Etikettenschwindel

Woher stammen die Marken wirklich?

Von Frank MüllerRSS-Newsfeed neuer Artikel von Frank Müller

Besprochene Bücher / Literaturhinweise

Wir wollen es, und wir wollen es um jeden Preis. Die pummelige Vierzehnjährige spart ihr dürftiges Taschengeld für ein viel zu teures Top, während sich der biedere Versicherungsangestellte aus Wanne-Eikel am Wochenende in die Designerkluft "aus Italien" zwängt. Insbesondere die Produkte aus dem Land, in dem die Zitronen blühen, haben es den Deutschen angetan. Oft genug beruht der wohlklingende Markenname jedoch ausschließlich auf dem Einfallsreichtum und Geschäftssinn seiner Erfinder.

Wie im Falle des Unterwäscheherstellers bruno banani, der mit seiner Markengeschichte "Wachstumschancen einer Unterhose" dankenswerterweise gleich selbst zu seiner Entmystifikation beiträgt. Der Markenname, hinter dem sich alles andere, nur kein italienischer Stardesigner verbirgt, ist eine Erfindung des Stuttgarters Gerhard Fischbach. Fischbach lässt die Designerwäsche zusammen mit seinem Partner Wolfgang Jassner in einer ehemaligen Trikotagenfabrik bei Chemnitz herstellen. Bruno Banani also? Als er den Namen der Redaktion einer Wirtschaftszeitung vorgestellt habe, sagt Fischbach, hätten sich die Leute halb tot gelacht.

● **Quellenmaterial**
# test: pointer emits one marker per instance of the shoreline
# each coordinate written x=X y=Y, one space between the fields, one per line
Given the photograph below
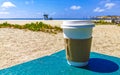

● **Arbeitsanweisungen**
1. Wer hat laut dem Text über Etikettenschwindel bei Markennamen den Namen bruno banani erfunden?
2. Geben Sie aus dem Text über Etikettenschwindel bei Markennamen den Abschnitt von "Etikettenschwindel" bis "Geschäftssinn seiner Erfinder." wortgetreu wieder.
3. Schreiben Sie den Text über Etikettenschwindel bei Markennamen im Anschluss an seinen letzten Satz weiter.

● **Lösungen**
1. Der Stuttgarter Gerhard Fischbach hat den Namen erfunden.

2.
Etikettenschwindel

Woher stammen die Marken wirklich?

Von Frank MüllerRSS-Newsfeed neuer Artikel von Frank Müller

Besprochene Bücher / Literaturhinweise

Wir wollen es, und wir wollen es um jeden Preis. Die pummelige Vierzehnjährige spart ihr dürftiges Taschengeld für ein viel zu teures Top, während sich der biedere Versicherungsangestellte aus Wanne-Eikel am Wochenende in die Designerkluft "aus Italien" zwängt. Insbesondere die Produkte aus dem Land, in dem die Zitronen blühen, haben es den Deutschen angetan. Oft genug beruht der wohlklingende Markenname jedoch ausschließlich auf dem Einfallsreichtum und Geschäftssinn seiner Erfinder.

3.
Die Konsumenten nahmen offenbar keinen Anstoß an einem Markennamen, der irgendwo zwischen dem Namen eines Pornodarstellers und einer Figur aus einem Adriano-Celentano-Film oszilliert. Im Gegenteil: Da die Geschäftleute aus dem Osten Deutschlands eine Marktlücke entdeckt hatten, stellte sich schnell Erfolg ein. Mit steigendem Absatz folgte, was folgen musste: noch intensivere Werbeaktivitäten, gut aussehende Models satt, Ausbau der Produktpalette, Aufbau von Shop-in-Shop-Systemen, Sponsoring und schließlich: Word Wide Nepp. Und das alles, um die Spuren einer piefigen Herkunft zu verwischen?

Seitdem sucht bruno banani nach immer neuen Herausforderungen. Am liebsten die Extreme: "Pressure Proof" in den Tiefen des Bermuda-Dreiecks, "Speed Proof" im Teilchenbeschleuniger, Wüstenexpeditionen, Everest-Events. Nachdem die Schlüpfer durch alle Erdenregionen geschleust wurden, erobern sie im "Space test" die Raumstation MIR. Marketingtechnisch lässt sich diese Gesamtkonzeption als Universalisierung des Gebrauchswertes dechiffrieren: als zur Schau gestellte Funktionstüchtigkeit der Ware bei starker Hitze und Kälte; bei hoher Geschwindigkeit, hohem Druck und geringer Gravitation. Aber es geht auch um Spaß und Erlebnis.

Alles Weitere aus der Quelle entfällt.